• YOUR OBJECTIVE:
Please reproduce everything from "So you have" down to "defeat Nazi Germany." in the passage below about Stalin and the Moscow trials, word for word.
---- PROVIDED PASSAGE
Then, Stalinism is supposed to be herding everybody, like cattle. Stalin raises his finger, and everyone from Khrushchev down to the factory operator dances to his tune. Not so, if we believe Trotsky. I wasn’t there, but Trotsky should know something about Russia. “To be sure,” he says, “the youth are very active in the sphere of economics. In the Soviet Union there are now 1.2 million communist youth in the collective farms. Hundreds of thousands of members of the communist youth have been mobilised in recent years for construction work, timber work, coal mining, gold production, for work in the Arctic, Sakhalin or in a mood where the new town of Komsomolsk is in the process of production. The new generation is putting out shock brigands, champion works, Stakhanov-ites, foremen, under-administrators. The youth has studied, and is studying assiduously ...” Of course Stalin said ‘study’ and they studied.

“They are as active, if not more so, in the sphere of athletics, including its most warlike forms, such as parachute jumping and marksmanship. The enterprising and audacious are going on all kinds of dangerous expeditions. The better part of our youth, said recently the well known polar explorer Schmidt, are eager to work where difficulties await them. This is undoubtedly true. It would be crude slander against the youth to portray them as controlled exclusively or even predominantly by personal interests. No, in the general mass, they’re magnanimous, responsive, enterprising. In their ranks are various unformulated tendencies grounded in heroism, and still only awaiting application. It is upon these moves in particular that the newest kind of Soviet patriotism is nurturing itself. It is undoubtedly sincere and dynamic.”

That was Trotsky, who thought that socialism could not be built, and that the leadership had betrayed the revolution. These achievements are the finest examples of the kind of ‘betrayal’ that I would like to see everywhere. I wish that we could have a leadership who would actually ‘betray’ the proletariat so much.

So you have Soviet industry being built, and there is really not a single country in the world where there was such labour heroism, where there was such an unleashing of the initiative of the masses. There was nothing that the Soviet people didn’t think that they could do, and they were right. The breathtaking audacity, and the all-encompassing, awe-inspiring achievements really are fantastic as far as the Soviet people are concerned. And it is really only because of that, that is was possible for the Soviet people to go along and defeat Nazi Germany.

But the Soviet Union could not have achieved this, had it not got rid of the fifth column. No doubt, most people sitting here consider that the Moscow trials were staged by Stalin, that Stalin acted as the judge, jury and prosecutor. Far from it. Time will not allow me to present the evidence of the Moscow trials. Any of you who are genuinely interested, rather than raising Aunt Sallies, should read the transcripts of the Moscow trials. They run into about 2,000 pages. The Moscow trials were held in front of over 1,000 foreign journalists. Foreign diplomats attended. Among them was Joseph Davy, no great communist, from the United States of America - he was the ambassador. He sent reports to his government saying, ‘These trials are correct and these people are guilty’. There is plenty of evidence. His masters wrote back to him saying, ‘This is so, but it’s not something we want the people of the world to know. We have to say these trials are rigged.’

Here are these 51 or 52 people who have been in the Bolshevik Party for a long time. They come and admit to all kinds of heinous crimes, from sabotage to wrecking, to treasonable associations with foreign powers, including Germany and Japan. If a common criminal is arrested, the moment he comes to court he says, ‘I was beaten and the police extracted this confession out of me.’ I invite you, even if you have to force yourselves, to actually read the testimony of the accused in these trials. I invite you to read Bukharin’s evidence at his trial - the same Bukharin who was denounced all the time as a rightwing revisionist. But the moment he turned against the building of socialism, he becomes a great communist and a leading member of the opposition, with whom Trotskyists have no difficulty working. Bukharin actually engages the prosecutor in philosophical discussions, and tries to actually answer the question, why was it possible, how did it come about that, from being Bolshevik revolutionaries, they became traitors to the socialist motherland? He explains the process.
--------
---- ENTRIES PROVIDED
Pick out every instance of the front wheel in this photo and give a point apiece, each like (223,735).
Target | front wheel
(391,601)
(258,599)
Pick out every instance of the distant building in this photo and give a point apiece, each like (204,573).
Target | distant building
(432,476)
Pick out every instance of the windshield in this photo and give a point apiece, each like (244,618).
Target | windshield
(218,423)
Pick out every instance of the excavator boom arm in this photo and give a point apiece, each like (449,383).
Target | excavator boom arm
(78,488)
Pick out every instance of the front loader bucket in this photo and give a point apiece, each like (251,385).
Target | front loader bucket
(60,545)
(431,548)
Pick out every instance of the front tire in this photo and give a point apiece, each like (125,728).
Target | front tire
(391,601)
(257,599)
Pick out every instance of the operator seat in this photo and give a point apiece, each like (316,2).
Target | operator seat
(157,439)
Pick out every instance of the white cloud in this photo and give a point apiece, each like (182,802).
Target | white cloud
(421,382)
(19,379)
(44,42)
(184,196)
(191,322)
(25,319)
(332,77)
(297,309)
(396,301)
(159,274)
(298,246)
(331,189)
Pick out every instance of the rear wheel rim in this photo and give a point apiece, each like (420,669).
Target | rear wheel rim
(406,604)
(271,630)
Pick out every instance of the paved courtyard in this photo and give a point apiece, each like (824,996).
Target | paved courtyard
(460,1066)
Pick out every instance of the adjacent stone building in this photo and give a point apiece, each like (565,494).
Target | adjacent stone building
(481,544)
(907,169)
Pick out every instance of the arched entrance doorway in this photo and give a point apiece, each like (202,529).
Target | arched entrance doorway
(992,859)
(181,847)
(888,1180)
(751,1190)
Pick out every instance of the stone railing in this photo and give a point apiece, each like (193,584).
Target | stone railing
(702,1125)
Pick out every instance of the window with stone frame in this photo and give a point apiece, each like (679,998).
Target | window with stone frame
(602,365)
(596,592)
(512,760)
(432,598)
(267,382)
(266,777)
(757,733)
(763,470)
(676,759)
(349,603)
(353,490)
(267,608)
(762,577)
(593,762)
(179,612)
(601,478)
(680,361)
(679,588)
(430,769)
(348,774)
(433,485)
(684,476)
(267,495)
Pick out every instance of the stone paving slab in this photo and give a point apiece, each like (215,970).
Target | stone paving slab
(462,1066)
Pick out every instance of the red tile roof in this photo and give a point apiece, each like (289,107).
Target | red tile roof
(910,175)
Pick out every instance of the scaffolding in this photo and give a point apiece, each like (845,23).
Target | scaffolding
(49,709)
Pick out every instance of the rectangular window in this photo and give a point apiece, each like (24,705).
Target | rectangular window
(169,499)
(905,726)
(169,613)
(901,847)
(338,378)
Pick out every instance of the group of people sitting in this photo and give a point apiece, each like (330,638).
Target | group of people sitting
--------
• TASK RESULT:
So you have Soviet industry being built, and there is really not a single country in the world where there was such labour heroism, where there was such an unleashing of the initiative of the masses. There was nothing that the Soviet people didn’t think that they could do, and they were right. The breathtaking audacity, and the all-encompassing, awe-inspiring achievements really are fantastic as far as the Soviet people are concerned. And it is really only because of that, that is was possible for the Soviet people to go along and defeat Nazi Germany.